▸ **Directions for this task**: Your response must be an exact transcription of the lines from the one containing "Scan the photo above and verify: does it contain any small" through the final line of the data.

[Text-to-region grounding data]
= Beginning of Section =
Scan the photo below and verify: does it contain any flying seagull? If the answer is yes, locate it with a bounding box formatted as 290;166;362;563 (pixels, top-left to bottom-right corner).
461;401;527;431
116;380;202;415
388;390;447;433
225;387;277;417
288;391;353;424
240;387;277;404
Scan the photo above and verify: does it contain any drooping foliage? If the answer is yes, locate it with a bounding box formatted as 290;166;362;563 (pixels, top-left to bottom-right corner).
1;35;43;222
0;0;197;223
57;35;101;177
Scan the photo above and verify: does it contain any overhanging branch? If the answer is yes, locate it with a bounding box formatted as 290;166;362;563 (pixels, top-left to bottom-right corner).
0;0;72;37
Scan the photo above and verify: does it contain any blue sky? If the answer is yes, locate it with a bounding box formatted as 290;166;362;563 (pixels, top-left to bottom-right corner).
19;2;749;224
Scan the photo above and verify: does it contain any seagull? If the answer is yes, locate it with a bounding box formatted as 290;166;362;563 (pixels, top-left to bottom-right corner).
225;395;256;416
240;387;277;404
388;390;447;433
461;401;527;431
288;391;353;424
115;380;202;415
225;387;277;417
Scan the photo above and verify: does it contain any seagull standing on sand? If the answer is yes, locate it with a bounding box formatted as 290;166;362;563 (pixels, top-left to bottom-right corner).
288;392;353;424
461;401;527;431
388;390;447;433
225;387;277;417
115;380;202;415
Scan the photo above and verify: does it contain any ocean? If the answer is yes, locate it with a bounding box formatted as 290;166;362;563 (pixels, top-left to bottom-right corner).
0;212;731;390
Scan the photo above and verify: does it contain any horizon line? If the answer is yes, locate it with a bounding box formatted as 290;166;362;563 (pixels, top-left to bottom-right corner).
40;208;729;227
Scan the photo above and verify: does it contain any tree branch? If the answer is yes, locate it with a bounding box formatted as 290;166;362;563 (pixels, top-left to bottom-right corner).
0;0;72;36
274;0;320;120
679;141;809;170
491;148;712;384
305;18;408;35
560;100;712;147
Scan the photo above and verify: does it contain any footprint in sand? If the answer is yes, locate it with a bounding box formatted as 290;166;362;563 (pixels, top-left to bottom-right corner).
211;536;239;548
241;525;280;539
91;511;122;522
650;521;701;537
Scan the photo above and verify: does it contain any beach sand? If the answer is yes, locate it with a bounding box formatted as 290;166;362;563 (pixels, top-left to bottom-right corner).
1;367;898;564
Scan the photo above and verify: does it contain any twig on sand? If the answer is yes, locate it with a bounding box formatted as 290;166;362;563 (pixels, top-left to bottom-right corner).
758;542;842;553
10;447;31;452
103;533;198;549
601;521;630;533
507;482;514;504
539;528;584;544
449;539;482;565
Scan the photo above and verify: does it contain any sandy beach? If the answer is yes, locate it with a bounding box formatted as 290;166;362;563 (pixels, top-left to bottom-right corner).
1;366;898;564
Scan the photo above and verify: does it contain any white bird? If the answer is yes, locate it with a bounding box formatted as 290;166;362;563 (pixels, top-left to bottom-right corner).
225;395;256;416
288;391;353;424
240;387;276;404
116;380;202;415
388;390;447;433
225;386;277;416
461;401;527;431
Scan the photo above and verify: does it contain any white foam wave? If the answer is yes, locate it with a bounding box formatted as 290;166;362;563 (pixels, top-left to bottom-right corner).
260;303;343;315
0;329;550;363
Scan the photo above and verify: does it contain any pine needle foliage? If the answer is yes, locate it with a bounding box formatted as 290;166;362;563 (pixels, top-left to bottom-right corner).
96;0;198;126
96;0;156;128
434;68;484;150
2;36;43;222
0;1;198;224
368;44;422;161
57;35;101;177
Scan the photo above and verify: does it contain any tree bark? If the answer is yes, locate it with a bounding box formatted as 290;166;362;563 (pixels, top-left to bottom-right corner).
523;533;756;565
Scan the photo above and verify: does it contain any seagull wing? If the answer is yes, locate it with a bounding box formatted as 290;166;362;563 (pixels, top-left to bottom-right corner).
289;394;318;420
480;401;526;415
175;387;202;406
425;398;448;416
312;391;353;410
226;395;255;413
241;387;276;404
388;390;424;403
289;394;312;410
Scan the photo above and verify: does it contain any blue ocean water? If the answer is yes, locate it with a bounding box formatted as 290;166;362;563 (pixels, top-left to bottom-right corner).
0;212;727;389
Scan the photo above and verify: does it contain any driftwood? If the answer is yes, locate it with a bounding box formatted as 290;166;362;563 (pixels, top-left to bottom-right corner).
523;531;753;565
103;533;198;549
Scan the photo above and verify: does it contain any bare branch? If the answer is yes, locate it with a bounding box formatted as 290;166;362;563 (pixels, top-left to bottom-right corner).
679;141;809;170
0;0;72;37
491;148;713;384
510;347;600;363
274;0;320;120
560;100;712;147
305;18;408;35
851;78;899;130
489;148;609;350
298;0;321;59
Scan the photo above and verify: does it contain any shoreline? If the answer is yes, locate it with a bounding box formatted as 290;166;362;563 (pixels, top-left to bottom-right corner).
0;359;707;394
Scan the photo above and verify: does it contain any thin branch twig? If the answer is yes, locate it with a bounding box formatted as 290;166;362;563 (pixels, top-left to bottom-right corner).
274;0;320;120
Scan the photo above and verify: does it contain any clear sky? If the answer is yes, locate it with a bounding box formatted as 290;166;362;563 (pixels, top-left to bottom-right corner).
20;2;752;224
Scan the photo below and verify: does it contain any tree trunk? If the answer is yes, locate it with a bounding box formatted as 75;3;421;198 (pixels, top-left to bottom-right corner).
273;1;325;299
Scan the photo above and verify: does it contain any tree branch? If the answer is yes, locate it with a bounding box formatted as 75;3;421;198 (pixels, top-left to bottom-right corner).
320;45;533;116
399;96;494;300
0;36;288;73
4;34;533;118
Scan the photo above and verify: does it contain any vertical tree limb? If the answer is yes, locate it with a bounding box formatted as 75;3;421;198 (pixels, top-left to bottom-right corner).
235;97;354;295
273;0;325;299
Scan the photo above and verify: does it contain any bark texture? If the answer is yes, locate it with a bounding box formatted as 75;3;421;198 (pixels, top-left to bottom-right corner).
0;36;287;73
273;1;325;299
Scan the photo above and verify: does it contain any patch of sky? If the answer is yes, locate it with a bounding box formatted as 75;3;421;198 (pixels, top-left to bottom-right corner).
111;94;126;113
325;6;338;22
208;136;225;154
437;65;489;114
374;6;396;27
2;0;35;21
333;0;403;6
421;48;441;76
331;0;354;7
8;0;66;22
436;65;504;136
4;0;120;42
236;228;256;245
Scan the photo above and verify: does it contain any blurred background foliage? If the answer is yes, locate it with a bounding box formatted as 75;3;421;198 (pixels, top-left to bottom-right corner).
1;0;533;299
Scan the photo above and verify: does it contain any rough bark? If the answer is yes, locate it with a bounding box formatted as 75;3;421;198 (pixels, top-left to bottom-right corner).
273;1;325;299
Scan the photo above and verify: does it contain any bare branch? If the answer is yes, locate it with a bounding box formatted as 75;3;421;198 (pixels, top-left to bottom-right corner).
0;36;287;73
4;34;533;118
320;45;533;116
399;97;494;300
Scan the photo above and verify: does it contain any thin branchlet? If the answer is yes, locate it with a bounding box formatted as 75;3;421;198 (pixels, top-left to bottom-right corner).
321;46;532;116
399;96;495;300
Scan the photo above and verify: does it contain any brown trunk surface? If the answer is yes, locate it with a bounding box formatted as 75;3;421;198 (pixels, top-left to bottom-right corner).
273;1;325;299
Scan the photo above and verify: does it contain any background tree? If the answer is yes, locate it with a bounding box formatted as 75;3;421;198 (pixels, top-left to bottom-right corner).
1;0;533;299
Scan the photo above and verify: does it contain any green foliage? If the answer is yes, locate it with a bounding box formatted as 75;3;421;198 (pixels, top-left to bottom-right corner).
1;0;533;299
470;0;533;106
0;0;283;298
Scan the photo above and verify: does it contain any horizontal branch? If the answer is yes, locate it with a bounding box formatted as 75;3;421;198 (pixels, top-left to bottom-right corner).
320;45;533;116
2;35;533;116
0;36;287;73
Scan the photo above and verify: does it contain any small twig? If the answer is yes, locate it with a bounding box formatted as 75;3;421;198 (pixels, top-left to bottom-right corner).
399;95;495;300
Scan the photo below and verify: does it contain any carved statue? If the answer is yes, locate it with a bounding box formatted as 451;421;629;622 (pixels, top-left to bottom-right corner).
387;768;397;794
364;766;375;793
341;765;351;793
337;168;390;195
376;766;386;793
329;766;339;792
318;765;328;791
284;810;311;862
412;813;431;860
= End of Section =
▸ **Exercise response**:
Scan the photo above and verify: does it contain any small twig? If the answer is yes, locate it with a bounding box formatted as 75;3;421;198 (pixels, top-left to bottom-right corner).
399;95;495;300
Scan the photo below and verify: does it contain any carved statue? If the answer is yes, locate it with a bounding box formatted as 451;421;629;622 (pixels, top-left to bottom-right corner).
387;768;397;794
364;766;375;793
341;765;351;793
337;168;390;195
376;766;386;793
329;766;339;792
318;765;328;791
284;810;311;862
412;813;431;860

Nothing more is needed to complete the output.